→ **Problem details**
Output the data exactly, with every line intact.

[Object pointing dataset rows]
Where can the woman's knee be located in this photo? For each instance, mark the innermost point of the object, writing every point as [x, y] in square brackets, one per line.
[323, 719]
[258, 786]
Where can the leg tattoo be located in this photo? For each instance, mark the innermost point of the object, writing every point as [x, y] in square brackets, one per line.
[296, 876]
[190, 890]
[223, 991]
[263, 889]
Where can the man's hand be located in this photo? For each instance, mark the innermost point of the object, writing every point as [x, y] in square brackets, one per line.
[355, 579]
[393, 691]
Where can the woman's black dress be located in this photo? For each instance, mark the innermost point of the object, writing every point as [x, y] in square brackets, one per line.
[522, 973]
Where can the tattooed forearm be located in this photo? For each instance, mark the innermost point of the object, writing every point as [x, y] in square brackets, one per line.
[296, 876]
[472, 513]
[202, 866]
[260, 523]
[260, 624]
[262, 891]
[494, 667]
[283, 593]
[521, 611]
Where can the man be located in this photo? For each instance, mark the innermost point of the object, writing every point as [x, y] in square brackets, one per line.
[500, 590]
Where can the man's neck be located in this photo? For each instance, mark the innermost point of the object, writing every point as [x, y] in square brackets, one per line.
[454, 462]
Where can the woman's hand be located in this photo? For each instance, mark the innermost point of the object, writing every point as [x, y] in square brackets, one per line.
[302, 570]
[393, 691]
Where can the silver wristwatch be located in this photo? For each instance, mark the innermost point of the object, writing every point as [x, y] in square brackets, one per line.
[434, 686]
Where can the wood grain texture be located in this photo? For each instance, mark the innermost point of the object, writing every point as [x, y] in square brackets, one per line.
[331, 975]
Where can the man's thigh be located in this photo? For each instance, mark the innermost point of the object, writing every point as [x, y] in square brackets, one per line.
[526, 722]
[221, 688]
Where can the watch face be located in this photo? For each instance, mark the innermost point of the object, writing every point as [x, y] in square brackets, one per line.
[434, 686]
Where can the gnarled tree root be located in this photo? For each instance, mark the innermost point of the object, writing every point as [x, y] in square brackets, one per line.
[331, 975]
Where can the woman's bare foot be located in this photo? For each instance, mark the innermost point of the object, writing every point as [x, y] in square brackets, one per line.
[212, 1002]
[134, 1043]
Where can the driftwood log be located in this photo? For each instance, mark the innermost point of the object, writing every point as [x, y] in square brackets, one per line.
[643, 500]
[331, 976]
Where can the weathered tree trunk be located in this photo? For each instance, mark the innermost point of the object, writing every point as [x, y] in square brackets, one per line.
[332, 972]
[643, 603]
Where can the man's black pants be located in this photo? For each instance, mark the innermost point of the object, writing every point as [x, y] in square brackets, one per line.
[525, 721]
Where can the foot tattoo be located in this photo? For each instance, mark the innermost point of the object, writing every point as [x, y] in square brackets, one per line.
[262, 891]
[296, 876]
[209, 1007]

→ **Full answer**
Where can the woman's knee be located in this photo? For each instance, mark the innermost point of the object, writing every point as [x, y] in square brackets, one per line.
[323, 719]
[258, 786]
Where can the leg tattoo be located in this photo? For each instance, mark the innermost point of the object, writing every point as [x, y] in square brackets, one per line.
[296, 876]
[190, 890]
[223, 991]
[263, 889]
Where can the man's hand be located in this photo? For each instance, mark the innermost point of the object, writing every point as [x, y] in square brackets, one per line.
[355, 579]
[393, 691]
Where can the woman's black dress be located in this photo? For each instance, mark the innermost point of the object, writing every point as [x, y] in square brackets, one per line.
[522, 973]
Where can the tattooed forearm be located in this photo? For each instance, mark the innermost point of the object, writing every point as [x, y] in square brackets, one per line.
[296, 876]
[472, 513]
[202, 866]
[260, 523]
[260, 624]
[262, 891]
[494, 667]
[283, 593]
[521, 611]
Where can the man be located in this photo? For each instance, mark the innermost point of the object, writing every point as [x, y] in square brackets, one per line.
[500, 590]
Where can the man's neck be located in this photo? For each instance, mark the innermost point of the object, writing every point as [x, y] in square brackets, one per line.
[454, 462]
Where can the woman's hand be located in this photo? For each instance, mark the innermost point of the object, writing every point as [x, y] in square brackets, one per line.
[302, 570]
[393, 691]
Where can the silver wristwatch be located in this photo? For each instance, mark the innermost point of the object, writing every point as [x, y] in square brackets, one per line.
[434, 686]
Where can the wood grain texture be located in this photo? For each instance, mark the innermost point of the object, writing every point as [x, y] in square brackets, one per line.
[331, 975]
Where can the man's thigh be located in this photo? For each instance, mark the innermost point of the object, writing every point as [x, y] in square brackets, one per line.
[526, 722]
[221, 688]
Where can the watch face be located in this photo? For each instance, mark the innermost point of the object, writing every point as [x, y] in square brackets, one per line.
[434, 686]
Where can the gnarled tree root be located in this photo? For each instance, mark the innermost point of the object, writing every point as [x, y] in square brackets, one per line.
[331, 975]
Where can the woman's bare foot be located in this photo? For each instance, mark the innermost point of the object, writing every point as [x, y] in square brackets, one per line.
[212, 1002]
[134, 1043]
Where can the driftwood log be located in this photo? For each instance, mark the innermost point of the object, writing every point as [x, y] in square brackets, one per line.
[643, 500]
[331, 976]
Where can the weathered tree trunk be located in this photo? For each instance, mark the innermost point of the object, writing every point as [x, y] in square brackets, one per line.
[332, 972]
[643, 603]
Where can the man's black pants be located in this photo? For each instance, mark the innermost point of the object, writing every point as [x, y] in square brackets, one per line.
[525, 721]
Where can the foot tattoo be located in this photo? For each instance, mark the innermost point of the object, writing every point as [x, y] in square brackets, one per line.
[262, 891]
[296, 876]
[209, 1007]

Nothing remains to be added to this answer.